#### Data for this exercise

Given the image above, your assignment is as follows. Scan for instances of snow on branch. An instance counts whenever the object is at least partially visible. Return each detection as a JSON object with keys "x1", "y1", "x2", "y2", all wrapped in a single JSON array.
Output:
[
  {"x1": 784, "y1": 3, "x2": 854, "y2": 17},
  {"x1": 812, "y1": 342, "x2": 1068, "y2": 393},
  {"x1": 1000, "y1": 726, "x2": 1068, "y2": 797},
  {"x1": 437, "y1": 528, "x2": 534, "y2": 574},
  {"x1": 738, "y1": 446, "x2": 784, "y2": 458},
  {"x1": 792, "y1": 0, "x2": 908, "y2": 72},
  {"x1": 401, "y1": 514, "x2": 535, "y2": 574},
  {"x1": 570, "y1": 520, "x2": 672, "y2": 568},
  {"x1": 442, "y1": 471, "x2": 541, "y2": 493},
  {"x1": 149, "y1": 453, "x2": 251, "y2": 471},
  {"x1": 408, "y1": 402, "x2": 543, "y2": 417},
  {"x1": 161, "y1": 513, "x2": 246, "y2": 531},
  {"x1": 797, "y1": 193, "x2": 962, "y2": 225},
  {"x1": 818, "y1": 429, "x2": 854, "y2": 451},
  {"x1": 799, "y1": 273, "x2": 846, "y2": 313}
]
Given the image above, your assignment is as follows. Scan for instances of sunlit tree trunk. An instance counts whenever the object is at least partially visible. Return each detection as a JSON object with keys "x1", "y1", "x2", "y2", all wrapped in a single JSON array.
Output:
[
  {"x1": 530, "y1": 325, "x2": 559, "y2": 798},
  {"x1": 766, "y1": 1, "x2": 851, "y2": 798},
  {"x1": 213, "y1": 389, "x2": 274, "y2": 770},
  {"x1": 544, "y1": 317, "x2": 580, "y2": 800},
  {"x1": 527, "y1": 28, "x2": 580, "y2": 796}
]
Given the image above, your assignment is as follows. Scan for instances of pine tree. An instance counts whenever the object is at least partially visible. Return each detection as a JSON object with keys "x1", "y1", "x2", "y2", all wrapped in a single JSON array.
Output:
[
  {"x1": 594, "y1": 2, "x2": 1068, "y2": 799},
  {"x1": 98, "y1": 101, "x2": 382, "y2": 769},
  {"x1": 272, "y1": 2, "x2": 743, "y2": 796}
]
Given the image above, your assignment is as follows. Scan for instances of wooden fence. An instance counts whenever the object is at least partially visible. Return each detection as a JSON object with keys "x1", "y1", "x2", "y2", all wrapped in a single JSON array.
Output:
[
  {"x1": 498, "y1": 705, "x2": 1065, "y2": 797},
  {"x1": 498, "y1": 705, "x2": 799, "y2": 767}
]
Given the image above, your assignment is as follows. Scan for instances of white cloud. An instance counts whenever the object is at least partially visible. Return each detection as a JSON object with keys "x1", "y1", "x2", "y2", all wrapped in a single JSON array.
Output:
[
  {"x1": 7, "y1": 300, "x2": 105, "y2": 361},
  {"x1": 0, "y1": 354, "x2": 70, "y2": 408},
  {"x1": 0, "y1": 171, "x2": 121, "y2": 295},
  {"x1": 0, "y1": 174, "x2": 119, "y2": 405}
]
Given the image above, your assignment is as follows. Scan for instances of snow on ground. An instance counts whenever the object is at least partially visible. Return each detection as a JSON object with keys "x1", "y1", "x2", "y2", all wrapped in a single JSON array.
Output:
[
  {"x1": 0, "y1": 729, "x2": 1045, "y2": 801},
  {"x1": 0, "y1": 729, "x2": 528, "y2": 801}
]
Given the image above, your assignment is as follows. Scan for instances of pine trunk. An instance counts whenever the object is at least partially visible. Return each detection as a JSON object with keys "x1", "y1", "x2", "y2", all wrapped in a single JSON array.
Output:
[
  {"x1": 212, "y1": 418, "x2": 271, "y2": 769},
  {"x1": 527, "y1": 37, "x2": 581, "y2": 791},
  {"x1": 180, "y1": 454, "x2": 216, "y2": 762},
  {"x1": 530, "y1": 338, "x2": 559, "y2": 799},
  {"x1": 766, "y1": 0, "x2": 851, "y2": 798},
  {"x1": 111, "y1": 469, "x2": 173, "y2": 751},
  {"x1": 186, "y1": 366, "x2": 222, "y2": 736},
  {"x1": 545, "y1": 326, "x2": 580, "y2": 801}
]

#### Task goal
Please restate the material above exactly, line by line.

#### Response for this exercise
Given the image above, your assignment is as follows. Scan for instances of snow on branch. An instance counts whenever the object is at least partially visible. Return each detection as a JSON object with keys "x1", "y1", "x2", "y2", all wrapped in a single JSON array.
Output:
[
  {"x1": 784, "y1": 3, "x2": 854, "y2": 17},
  {"x1": 812, "y1": 342, "x2": 1068, "y2": 393},
  {"x1": 1000, "y1": 726, "x2": 1068, "y2": 797},
  {"x1": 437, "y1": 528, "x2": 534, "y2": 574},
  {"x1": 738, "y1": 446, "x2": 784, "y2": 458},
  {"x1": 792, "y1": 0, "x2": 908, "y2": 72},
  {"x1": 401, "y1": 514, "x2": 535, "y2": 574},
  {"x1": 570, "y1": 520, "x2": 672, "y2": 568},
  {"x1": 442, "y1": 471, "x2": 541, "y2": 493},
  {"x1": 149, "y1": 453, "x2": 251, "y2": 471},
  {"x1": 408, "y1": 402, "x2": 543, "y2": 417},
  {"x1": 161, "y1": 513, "x2": 246, "y2": 531},
  {"x1": 797, "y1": 193, "x2": 962, "y2": 225},
  {"x1": 818, "y1": 429, "x2": 854, "y2": 451},
  {"x1": 799, "y1": 273, "x2": 846, "y2": 313}
]
Given the image above, your assignment is as follows. Scan for instances of sunlit tree trunk. An instance counts whenever the object is at least partially visible. Return each detection as a JSON object with keys "x1", "y1", "x2", "y2", all wrapped in a single JSON array.
Output:
[
  {"x1": 530, "y1": 325, "x2": 559, "y2": 798},
  {"x1": 766, "y1": 1, "x2": 851, "y2": 798},
  {"x1": 213, "y1": 389, "x2": 274, "y2": 770},
  {"x1": 544, "y1": 317, "x2": 580, "y2": 800},
  {"x1": 527, "y1": 28, "x2": 580, "y2": 796}
]
Given the image above, your assignment is as follows. Scan for instances of pine tree. An instance counts whenever the object is at least partially visible. Return each detection as a JSON object with keys "x1", "y1", "x2", "y2", all wrapped in a single JSON array.
Output:
[
  {"x1": 594, "y1": 2, "x2": 1068, "y2": 799},
  {"x1": 98, "y1": 101, "x2": 382, "y2": 769},
  {"x1": 272, "y1": 2, "x2": 743, "y2": 796}
]
Given the image above, your assignment is as follows. Scan for instances of wooden fence. An instance counts whenever the object is at least partially visible. Return each detection as a JSON object with keys "x1", "y1", "x2", "y2", all wrapped in a single JSON array.
Output:
[
  {"x1": 498, "y1": 705, "x2": 1065, "y2": 797},
  {"x1": 498, "y1": 705, "x2": 799, "y2": 767}
]
Given the image above, your assignment is as follows. Scan for instances of white cloud. An instance counts whenever the object is at least partially visible. Return each detection as a JSON object with keys "x1", "y1", "x2", "y2", all wrapped in a single JSON array.
Output:
[
  {"x1": 7, "y1": 300, "x2": 105, "y2": 361},
  {"x1": 0, "y1": 354, "x2": 70, "y2": 408},
  {"x1": 0, "y1": 171, "x2": 121, "y2": 295},
  {"x1": 0, "y1": 174, "x2": 119, "y2": 405}
]
Given the image above, your assignment is as follows. Scan for instances of snow on ground. An instance counts whenever the object is at least partially visible. Return each detection as a JSON object with keys "x1", "y1", "x2", "y2", all wrapped in a single JSON array.
Output:
[
  {"x1": 0, "y1": 729, "x2": 1045, "y2": 801},
  {"x1": 0, "y1": 729, "x2": 528, "y2": 801}
]
Given the image above, your assignment is as follows. Scan for instances of pine trunk. An instance counts whenever the object is at least partially visible. Return each detection as a JSON object with keys "x1", "y1", "x2", "y2", all wrapped in a single JSON array.
Output:
[
  {"x1": 212, "y1": 418, "x2": 271, "y2": 769},
  {"x1": 527, "y1": 37, "x2": 581, "y2": 791},
  {"x1": 180, "y1": 454, "x2": 216, "y2": 762},
  {"x1": 530, "y1": 338, "x2": 559, "y2": 799},
  {"x1": 766, "y1": 0, "x2": 851, "y2": 798},
  {"x1": 111, "y1": 469, "x2": 173, "y2": 751},
  {"x1": 186, "y1": 366, "x2": 222, "y2": 736},
  {"x1": 545, "y1": 326, "x2": 580, "y2": 801}
]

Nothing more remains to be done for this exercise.